## WORK REQUEST 1
For each statement below, say whether it agrees with the episode summary. Answer yes or no and quote the summary's deciding words. (a) Myrna Norman was diagnosed with fronto-temporal dementia 15 years ago. (b) Loneliness and social isolation are the same thing. (c) Dr. Michelle Carlson is a professor at the Johns Hopkins Bloomberg School of Public Health.
## WORK REQUEST 2
Rewrite the episode summary from "1. Loneliness is" to "your dementia risk.", inclusive, substituting "shrink" for "diminish".
## WORK REQUEST 3
How does the episode summary define social isolation?

## PROVIDED PASSAGE
Welcome back to Defy Dementia! This exciting new episode explores the role of social isolation and loneliness as risk factors for dementia. Hosts Jay Ingram and Dr. Allison Sekuler talk to Myrna Norman, who was diagnosed with fronto-temporal dementia 15 years ago, and hear about her inspiring journey to overcome self-isolation. Then, they discuss how loneliness physically affects the brain with Dr. Michelle Carlson, professor of mental health at the Johns Hopkins Bloomberg School of Public Health. Tune in to find out how loneliness and social isolation may be harming you, and how you can take steps to support your emotional and cognitive well-being today.


Key takeaways

  1. Loneliness is the feeling of being alone. You can experience loneliness no matter how many people you know. You can be in a room full of people and still feel lonely. Social isolation is a lack of connections with other people. Loneliness and social isolation are different but closely related.
  2. Loneliness and lack of social contact diminish the brain and increase your dementia risk.
  3. Social interactions can slow or even reverse these brain changes, so take action now if you are experiencing loneliness or social isolation. You can gradually, and with time, work your way up to being more open, meeting new people, and going to new places.

## DATA SECTION
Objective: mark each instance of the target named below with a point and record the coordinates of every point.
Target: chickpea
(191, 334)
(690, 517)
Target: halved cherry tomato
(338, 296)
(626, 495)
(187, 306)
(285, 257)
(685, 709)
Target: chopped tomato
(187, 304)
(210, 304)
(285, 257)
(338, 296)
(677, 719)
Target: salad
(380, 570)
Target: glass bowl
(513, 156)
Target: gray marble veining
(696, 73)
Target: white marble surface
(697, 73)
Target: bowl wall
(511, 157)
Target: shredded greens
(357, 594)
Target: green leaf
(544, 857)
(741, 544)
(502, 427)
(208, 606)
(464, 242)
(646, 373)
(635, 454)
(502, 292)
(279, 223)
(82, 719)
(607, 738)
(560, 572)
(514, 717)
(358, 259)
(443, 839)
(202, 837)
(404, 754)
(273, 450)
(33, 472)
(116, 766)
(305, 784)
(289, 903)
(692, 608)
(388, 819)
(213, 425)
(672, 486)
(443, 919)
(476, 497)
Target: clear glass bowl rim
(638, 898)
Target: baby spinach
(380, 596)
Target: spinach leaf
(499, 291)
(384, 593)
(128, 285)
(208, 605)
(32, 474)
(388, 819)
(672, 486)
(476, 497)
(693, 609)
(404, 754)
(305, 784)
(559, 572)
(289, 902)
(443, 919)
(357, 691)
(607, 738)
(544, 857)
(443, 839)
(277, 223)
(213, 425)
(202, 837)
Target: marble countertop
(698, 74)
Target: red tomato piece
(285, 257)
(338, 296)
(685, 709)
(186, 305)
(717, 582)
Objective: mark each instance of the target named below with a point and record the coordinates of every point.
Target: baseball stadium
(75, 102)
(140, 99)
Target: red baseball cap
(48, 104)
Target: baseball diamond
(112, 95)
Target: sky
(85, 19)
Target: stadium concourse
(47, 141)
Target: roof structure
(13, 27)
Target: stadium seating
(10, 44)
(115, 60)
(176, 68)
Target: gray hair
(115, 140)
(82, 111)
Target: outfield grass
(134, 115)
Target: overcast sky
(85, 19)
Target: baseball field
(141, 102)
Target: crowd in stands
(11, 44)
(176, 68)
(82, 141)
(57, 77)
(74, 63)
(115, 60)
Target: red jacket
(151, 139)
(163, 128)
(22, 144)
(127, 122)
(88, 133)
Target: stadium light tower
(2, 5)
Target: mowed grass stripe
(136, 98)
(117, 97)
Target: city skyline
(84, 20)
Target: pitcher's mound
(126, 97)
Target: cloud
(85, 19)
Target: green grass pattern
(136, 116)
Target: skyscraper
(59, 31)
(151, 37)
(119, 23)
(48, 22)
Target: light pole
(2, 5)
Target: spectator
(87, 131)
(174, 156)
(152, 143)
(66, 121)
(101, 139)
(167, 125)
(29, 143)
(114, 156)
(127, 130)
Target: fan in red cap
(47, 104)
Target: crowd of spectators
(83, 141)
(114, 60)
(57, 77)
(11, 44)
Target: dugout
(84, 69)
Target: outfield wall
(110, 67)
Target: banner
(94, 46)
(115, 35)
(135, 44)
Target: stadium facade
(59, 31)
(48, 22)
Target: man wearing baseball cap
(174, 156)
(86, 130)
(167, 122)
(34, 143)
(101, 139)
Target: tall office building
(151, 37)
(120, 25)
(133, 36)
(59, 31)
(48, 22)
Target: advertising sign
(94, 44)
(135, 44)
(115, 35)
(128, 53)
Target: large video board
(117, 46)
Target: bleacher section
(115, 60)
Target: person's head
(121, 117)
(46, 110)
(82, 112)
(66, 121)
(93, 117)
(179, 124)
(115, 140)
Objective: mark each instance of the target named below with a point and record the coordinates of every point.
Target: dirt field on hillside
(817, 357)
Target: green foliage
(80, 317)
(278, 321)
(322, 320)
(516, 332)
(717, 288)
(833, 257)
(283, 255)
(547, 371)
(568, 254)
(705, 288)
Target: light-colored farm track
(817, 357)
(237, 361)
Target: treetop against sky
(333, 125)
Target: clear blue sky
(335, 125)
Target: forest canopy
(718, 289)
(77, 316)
---
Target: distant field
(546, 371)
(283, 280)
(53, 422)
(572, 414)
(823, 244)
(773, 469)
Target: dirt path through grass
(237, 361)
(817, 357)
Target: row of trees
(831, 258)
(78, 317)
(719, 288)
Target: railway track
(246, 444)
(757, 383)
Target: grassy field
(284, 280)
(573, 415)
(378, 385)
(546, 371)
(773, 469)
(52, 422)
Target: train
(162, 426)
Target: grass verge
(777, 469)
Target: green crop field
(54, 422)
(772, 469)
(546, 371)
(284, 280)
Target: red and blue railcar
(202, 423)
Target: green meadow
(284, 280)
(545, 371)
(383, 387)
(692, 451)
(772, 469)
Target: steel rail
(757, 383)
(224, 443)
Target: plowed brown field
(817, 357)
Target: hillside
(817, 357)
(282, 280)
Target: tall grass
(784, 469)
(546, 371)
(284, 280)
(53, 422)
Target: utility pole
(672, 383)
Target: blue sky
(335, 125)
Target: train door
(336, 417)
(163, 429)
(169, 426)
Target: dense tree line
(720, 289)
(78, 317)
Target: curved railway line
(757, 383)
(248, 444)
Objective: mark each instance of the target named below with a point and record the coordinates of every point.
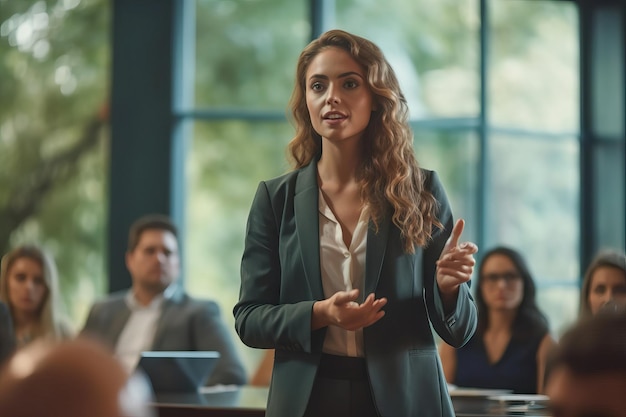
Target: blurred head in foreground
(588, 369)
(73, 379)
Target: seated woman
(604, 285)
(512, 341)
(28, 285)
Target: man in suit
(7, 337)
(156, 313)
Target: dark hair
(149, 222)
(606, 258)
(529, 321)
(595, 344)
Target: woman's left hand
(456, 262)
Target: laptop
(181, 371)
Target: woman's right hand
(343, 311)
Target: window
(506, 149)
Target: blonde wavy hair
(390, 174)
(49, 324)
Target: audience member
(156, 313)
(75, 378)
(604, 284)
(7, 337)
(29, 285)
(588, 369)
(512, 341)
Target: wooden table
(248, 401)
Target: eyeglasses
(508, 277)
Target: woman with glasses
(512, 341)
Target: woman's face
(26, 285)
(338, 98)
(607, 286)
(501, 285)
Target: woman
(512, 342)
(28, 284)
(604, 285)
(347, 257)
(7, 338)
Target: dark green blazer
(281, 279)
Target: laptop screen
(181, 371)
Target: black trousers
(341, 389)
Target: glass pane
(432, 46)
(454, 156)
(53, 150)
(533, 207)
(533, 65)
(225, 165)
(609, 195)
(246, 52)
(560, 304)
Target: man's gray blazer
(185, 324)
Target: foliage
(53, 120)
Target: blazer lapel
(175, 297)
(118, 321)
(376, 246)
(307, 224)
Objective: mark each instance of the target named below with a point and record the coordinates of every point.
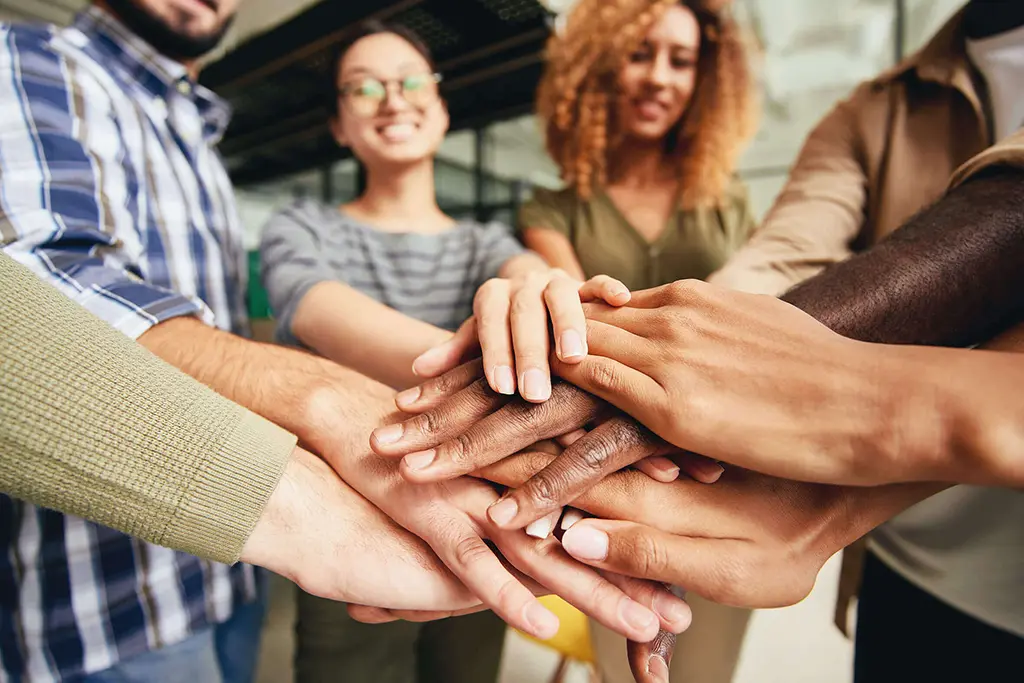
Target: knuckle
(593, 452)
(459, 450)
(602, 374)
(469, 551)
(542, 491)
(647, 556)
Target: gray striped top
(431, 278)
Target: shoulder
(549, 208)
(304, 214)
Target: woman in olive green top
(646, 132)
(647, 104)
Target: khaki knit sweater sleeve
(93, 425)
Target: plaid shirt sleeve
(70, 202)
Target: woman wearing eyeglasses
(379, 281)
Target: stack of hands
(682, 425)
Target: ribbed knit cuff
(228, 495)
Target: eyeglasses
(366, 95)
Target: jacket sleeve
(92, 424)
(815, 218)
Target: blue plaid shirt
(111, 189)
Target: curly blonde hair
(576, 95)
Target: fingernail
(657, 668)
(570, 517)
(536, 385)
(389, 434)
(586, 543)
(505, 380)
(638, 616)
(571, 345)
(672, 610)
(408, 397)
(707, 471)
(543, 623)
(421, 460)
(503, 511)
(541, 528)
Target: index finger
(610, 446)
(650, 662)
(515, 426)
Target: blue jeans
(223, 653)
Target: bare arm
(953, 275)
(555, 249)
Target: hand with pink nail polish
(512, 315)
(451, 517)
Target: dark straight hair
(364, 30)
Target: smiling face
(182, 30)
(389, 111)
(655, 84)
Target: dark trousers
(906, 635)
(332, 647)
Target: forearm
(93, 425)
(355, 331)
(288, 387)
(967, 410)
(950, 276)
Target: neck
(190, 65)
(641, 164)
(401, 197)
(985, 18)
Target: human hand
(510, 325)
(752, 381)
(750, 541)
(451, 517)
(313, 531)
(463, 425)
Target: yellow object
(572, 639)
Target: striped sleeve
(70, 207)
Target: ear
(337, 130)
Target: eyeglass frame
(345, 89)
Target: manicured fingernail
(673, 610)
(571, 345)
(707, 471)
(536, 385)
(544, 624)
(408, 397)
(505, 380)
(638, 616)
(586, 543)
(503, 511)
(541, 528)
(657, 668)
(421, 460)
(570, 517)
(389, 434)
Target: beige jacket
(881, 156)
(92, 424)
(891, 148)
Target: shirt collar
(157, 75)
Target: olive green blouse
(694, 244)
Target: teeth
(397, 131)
...
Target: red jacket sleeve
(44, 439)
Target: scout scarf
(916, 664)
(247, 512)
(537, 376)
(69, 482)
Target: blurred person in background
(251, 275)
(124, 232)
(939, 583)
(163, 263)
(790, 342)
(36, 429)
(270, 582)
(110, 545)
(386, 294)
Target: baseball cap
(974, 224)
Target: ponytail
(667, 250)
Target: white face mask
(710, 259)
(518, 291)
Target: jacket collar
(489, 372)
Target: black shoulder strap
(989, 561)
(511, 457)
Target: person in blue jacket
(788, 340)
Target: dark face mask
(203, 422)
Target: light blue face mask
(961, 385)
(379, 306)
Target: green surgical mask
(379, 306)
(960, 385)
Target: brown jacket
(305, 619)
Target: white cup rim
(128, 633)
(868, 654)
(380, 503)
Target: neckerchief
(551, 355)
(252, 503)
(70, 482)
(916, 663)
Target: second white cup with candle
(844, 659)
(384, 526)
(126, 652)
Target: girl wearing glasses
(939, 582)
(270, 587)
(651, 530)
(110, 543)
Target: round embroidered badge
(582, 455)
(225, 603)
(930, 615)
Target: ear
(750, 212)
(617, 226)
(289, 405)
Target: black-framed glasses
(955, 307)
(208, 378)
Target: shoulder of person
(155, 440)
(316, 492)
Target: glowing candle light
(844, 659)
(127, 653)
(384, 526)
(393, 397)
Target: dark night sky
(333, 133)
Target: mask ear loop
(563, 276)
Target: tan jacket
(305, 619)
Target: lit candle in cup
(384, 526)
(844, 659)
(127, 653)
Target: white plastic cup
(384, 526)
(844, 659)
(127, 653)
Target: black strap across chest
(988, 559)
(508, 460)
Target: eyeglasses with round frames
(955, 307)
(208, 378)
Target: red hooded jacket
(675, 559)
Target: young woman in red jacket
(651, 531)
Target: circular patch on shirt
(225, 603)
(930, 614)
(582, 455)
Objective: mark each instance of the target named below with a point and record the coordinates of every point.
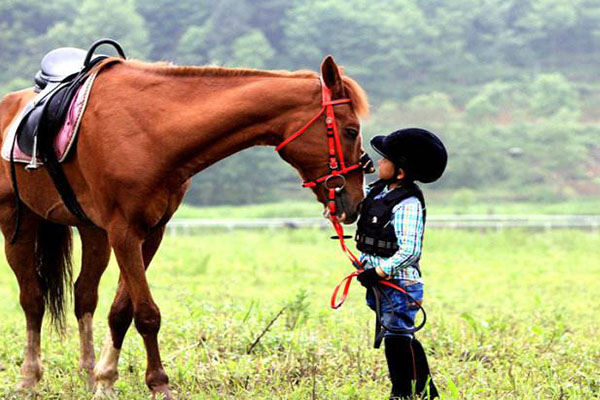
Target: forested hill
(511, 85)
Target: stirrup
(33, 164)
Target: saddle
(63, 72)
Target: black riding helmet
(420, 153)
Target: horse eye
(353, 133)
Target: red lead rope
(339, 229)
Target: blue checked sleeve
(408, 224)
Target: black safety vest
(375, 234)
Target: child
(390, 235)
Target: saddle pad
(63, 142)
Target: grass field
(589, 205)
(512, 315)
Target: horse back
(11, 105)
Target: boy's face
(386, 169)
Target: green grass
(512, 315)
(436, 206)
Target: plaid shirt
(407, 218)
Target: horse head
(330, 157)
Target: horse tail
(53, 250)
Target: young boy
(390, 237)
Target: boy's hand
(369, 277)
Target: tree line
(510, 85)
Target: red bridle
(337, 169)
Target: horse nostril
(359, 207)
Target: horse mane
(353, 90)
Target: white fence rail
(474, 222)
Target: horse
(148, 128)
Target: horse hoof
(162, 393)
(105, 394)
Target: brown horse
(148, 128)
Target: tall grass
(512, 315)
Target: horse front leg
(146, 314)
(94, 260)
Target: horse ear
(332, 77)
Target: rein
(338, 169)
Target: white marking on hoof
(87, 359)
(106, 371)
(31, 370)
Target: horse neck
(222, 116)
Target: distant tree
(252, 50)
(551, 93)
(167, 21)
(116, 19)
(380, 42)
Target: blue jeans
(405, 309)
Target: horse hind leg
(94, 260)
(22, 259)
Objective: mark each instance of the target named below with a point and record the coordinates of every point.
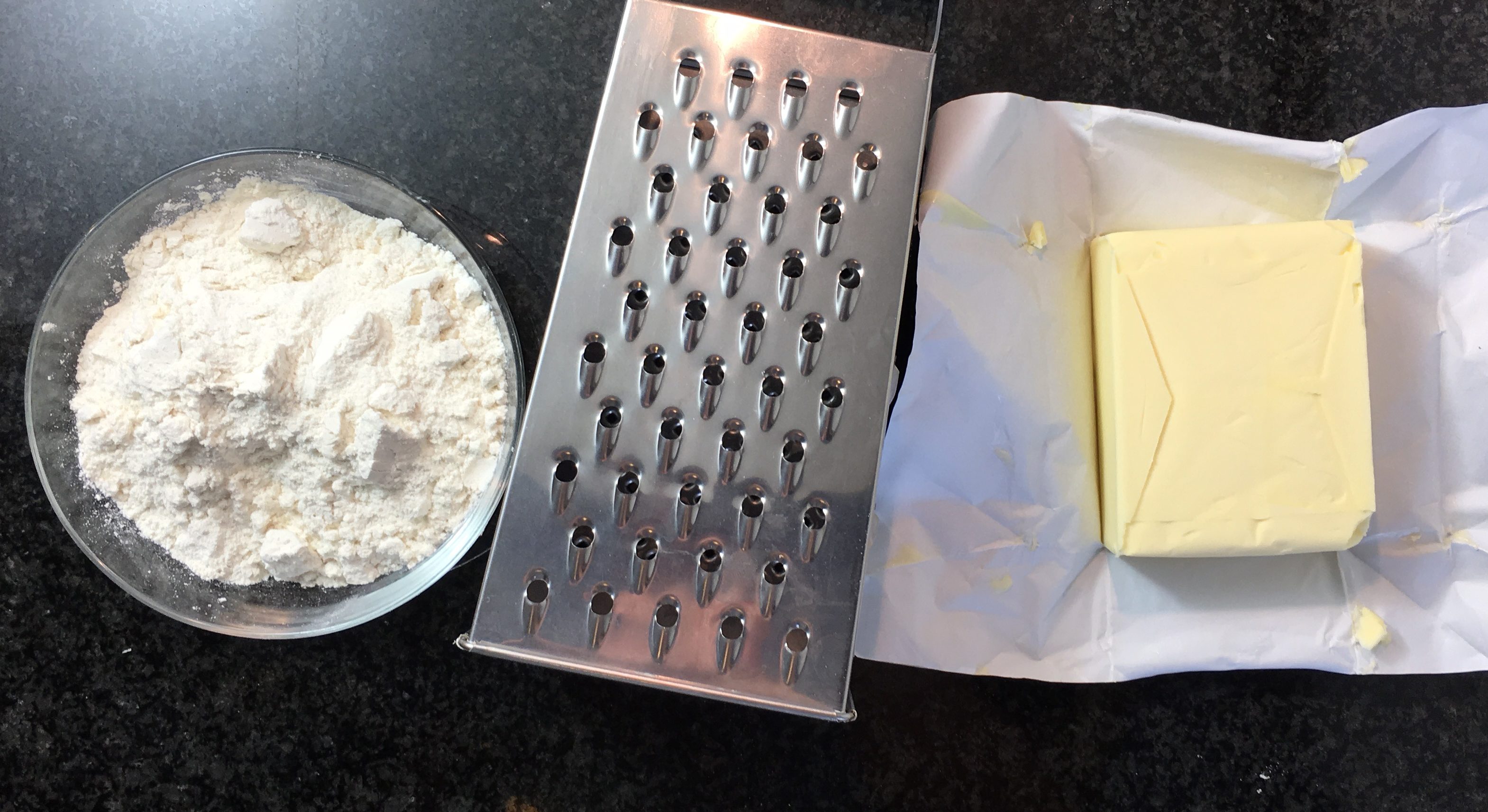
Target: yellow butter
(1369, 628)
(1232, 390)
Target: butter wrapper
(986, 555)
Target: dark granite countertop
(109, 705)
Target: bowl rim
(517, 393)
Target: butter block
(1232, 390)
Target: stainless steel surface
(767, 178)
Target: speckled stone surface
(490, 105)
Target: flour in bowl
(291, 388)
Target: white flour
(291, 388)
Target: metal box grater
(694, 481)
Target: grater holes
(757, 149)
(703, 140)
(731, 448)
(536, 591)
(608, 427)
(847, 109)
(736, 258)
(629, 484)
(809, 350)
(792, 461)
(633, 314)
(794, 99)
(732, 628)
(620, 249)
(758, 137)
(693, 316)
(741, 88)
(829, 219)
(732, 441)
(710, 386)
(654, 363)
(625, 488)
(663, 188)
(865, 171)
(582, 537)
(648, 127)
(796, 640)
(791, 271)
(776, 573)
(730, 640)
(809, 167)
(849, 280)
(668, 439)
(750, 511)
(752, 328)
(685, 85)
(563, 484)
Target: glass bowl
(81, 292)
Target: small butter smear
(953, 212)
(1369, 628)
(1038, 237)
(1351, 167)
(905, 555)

## ANSWER BOX 1
(a) Yes: "who was diagnosed with fronto-temporal dementia 15 years ago"
(b) No: "Loneliness and social isolation are different but closely related."
(c) Yes: "professor of mental health at the Johns Hopkins Bloomberg School of Public Health"

## ANSWER BOX 2
1. Loneliness is the feeling of being alone. You can experience loneliness no matter how many people you know. You can be in a room full of people and still feel lonely. Social isolation is a lack of connections with other people. Loneliness and social isolation are different but closely related.
  2. Loneliness and lack of social contact shrink the brain and increase your dementia risk.

## ANSWER BOX 3
Social isolation is a lack of connections with other people.